**Your objective:**
Pull every line from the entries below and reproduce each one word for word, with no changes.

**Data provided:**
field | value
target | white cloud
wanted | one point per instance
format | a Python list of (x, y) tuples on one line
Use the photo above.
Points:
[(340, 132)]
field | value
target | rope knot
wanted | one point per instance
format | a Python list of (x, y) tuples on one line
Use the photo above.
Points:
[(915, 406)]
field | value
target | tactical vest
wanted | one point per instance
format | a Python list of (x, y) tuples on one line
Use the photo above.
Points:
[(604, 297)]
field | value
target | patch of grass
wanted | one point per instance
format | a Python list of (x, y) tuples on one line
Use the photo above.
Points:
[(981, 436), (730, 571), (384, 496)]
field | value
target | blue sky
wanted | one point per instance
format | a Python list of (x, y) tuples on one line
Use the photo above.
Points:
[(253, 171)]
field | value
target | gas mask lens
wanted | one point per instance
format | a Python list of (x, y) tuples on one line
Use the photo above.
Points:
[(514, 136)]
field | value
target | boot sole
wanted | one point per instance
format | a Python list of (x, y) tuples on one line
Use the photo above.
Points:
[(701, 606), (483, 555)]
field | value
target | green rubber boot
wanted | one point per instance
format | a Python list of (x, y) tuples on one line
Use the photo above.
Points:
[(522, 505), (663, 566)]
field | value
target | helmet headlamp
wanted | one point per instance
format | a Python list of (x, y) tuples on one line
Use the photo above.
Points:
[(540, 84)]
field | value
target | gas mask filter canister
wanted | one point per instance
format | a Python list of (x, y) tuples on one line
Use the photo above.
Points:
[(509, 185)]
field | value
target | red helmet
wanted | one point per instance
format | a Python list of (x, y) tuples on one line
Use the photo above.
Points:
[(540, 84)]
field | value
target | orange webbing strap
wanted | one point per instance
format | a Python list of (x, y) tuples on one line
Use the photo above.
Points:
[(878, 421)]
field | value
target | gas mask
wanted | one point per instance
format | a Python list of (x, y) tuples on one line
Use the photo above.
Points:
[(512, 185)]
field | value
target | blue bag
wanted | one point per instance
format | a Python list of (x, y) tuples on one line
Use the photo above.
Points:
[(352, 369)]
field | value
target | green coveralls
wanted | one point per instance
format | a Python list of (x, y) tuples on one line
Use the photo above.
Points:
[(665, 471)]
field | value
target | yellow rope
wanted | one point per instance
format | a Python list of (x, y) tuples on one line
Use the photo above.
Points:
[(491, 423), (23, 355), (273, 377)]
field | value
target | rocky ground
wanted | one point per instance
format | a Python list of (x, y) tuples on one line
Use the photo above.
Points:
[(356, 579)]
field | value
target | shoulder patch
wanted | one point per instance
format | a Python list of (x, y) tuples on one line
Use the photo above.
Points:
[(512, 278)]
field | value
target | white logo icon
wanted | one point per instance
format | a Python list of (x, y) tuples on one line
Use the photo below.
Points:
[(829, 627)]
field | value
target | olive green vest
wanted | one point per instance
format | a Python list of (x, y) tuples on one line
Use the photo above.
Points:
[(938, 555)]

**Finished task:**
field | value
target | white cloud
wanted | one point per instance
format | a Python list of (x, y) tuples on one line
Use the photo above.
Points:
[(340, 132)]
field | value
target | rope knot
wanted | one point per instance
format | a Python list of (x, y) tuples on one line
Use the photo above.
Points:
[(915, 406)]
field | value
target | tactical vest
wanted | one point per instance
format | a Python list of (x, y) tuples on one line
Use the photo above.
Points:
[(604, 297)]
field | value
target | patch of grass
wanted | one point per instance
format | a Python list of (x, y) tuples on one line
Use the photo above.
Points:
[(981, 436), (730, 571), (384, 496)]
field | value
target | blue sky
wanted | one point per instance
format | a Python list of (x, y) tuples on one line
Use the photo above.
Points:
[(253, 171)]
field | value
target | gas mask lens
wanted | one point per instance
format | a Python list of (x, y) tuples on one line
Use the photo above.
Points:
[(514, 136)]
field | value
target | boot sole
wanted | one point per instance
format | a Python list of (x, y) tuples on one line
Use the photo above.
Points:
[(701, 606), (483, 555)]
field | value
target | green rubber boot
wanted | one point per instance
format | a Python list of (x, y) tuples on one line
Use the photo above.
Points:
[(522, 505), (663, 566)]
field | value
target | helmet headlamp
wanted | one point per instance
format | a Python list of (x, y) tuples on one line
Use the photo above.
Points:
[(540, 84)]
field | value
target | gas mask filter canister
wanted | one point per instance
format | a Python list of (x, y) tuples on one line
Use the photo above.
Points:
[(509, 185)]
field | value
target | red helmet
wanted | one point per instance
format | a Python list of (x, y) tuples on one line
Use the photo above.
Points:
[(540, 84)]
field | value
target | orange webbing strap
wanted | one point per instance
format | a Python list of (x, y) tuples on one line
Use the photo above.
Points:
[(878, 421)]
field | value
target | gas mask
wanted | one point per instance
format | a Python list of (x, y) tuples on one line
Use the photo above.
Points:
[(512, 185)]
field | value
target | blue bag
wanted | one point per instance
format | a Python list of (x, y) tuples on one line
Use the photo above.
Points:
[(352, 369)]
field | value
target | green coveralls
wanted | one point per instance
format | a Python list of (x, y) tuples on one line
Use the photo above.
Points:
[(665, 471)]
field | value
target | yellow rope
wanted | one point per instance
format | a Python list of (x, y) tuples on one line
Use the photo above.
Points:
[(491, 423), (23, 355), (273, 377)]
field | value
target | rocky ground
wanted | one point per instance
format | a Python list of (x, y) tuples on one line
Use the photo above.
Points:
[(356, 579)]
field | value
target | shoulder patch
wanted | one point per instance
format | a Python list of (x, y) tuples on one line
Use the photo above.
Points:
[(512, 278)]
field | value
target | white logo icon
wanted | one point per instance
format | a Python list of (x, y) tuples on one line
Use the photo below.
Points:
[(829, 627)]
field | value
target | olive green vest
wanted | one point per instance
format | a Python list of (x, y) tuples on one line
Use the photo above.
Points:
[(938, 555)]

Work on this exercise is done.